[TO BE DONE]:
a. Answer these questions from the Terraform article:
(i) On what date did Judge Rakoff grant summary judgment for the SEC?
(ii) How many spot Bitcoin ETFs did the SEC authorize to begin trading?
(iii) Which earlier opinion from the same judicial district takes a different approach from the court's?
b. Please quote the part of the Terraform article that opens with the words containing "On December 28, 2023, less" and closes with "Terraform’s crypto tokens.".
c. Extend the Terraform article from where it stops.

[EXCERPT]:
○ ○ ○ ○

Are Crypto Tokens Securities? Terraform Court Says ‘Yes’ in Extensive Decision

January 12, 2024

Reading Time : 7 min

Key Points

  • In SEC v. Terraform, the court has granted summary judgment for the SEC on its claim that the defendants offered and sold unregistered securities in the form of “crypto assets.” This comes amidst the SEC authorizing 11 ETFs in spot Bitcoin to begin trading this week.
  • The court held that certain of Terraform’s crypto tokens were “investment contracts” under the Supreme Court’s Howey test, and that other tokens, while not themselves securities, rose to the level of investment contracts under Howey because they were bundled with Terraform’s efforts to lend the tokens to borrowers.
  • In doing so, the court offered a different approach from a prior opinion from the same judicial district—SEC v. Ripple—which determined if digital assets were securities based on whether they were sold in offerings to institutional investors or in secondary market transactions.

The Litigation

On December 28, 2023, less than a year after the commencement of a lawsuit by the U.S. Securities and Exchange Commission (SEC), Judge Jed S. Rakoff of the Southern District of New York granted summary judgment for the SEC in its case against Terraform Labs and one of its co-founders, Do Hyeong Kwon, on its claim that defendants offered and sold securities in unregistered offerings involving Terraform’s crypto tokens.

○ ○ ○ ○

[LISTING]:
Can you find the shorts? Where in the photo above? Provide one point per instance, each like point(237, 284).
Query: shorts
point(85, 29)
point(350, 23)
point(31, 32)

○ ○ ○ ○

[EXERCISE RESULTS]:
a.
(i) December 28, 2023
(ii) 11
(iii) SEC v. Ripple

b.
On December 28, 2023, less than a year after the commencement of a lawsuit by the U.S. Securities and Exchange Commission (SEC), Judge Jed S. Rakoff of the Southern District of New York granted summary judgment for the SEC in its case against Terraform Labs and one of its co-founders, Do Hyeong Kwon, on its claim that defendants offered and sold securities in unregistered offerings involving Terraform’s crypto tokens.

c.
In its decision, the court ruled that the transactions in question, which concerned crypto tokens created by Terraform, were investment contracts under SEC v. Howey, and therefore securities under the Securities Act of 1933. The court’s decision comes amidst the SEC’s continued push to bring more crypto-based transactions under its purview. The decision is consistent with the SEC’s stated view that pooling crypto assets in transactions designed to generate returns based on the crypto issuer’s efforts brings those assets within the SEC’s jurisdiction. The SEC has already referenced Judge Rakoff’s decision in ongoing litigation against crypto exchanges Binance and Coinbase.1

Judge Rakoff reached his decision even though the SEC did not contest that certain of the tokens, standing on their own, were not securities under U.S. law. The court further held that defendants were entitled to summary judgment on the SEC’s swap-based claims because sellers of the swaps did not transfer risk to their counterparties, and denied cross-motions for summary judgment on the SEC’s fraud claims, finding unresolved issues of material fact to preclude judgment for either side. In doing so, the court emphasized certain strengths of the SEC’s case, comments which could affect the parties’ positioning ahead of trial, which is currently scheduled for later this month.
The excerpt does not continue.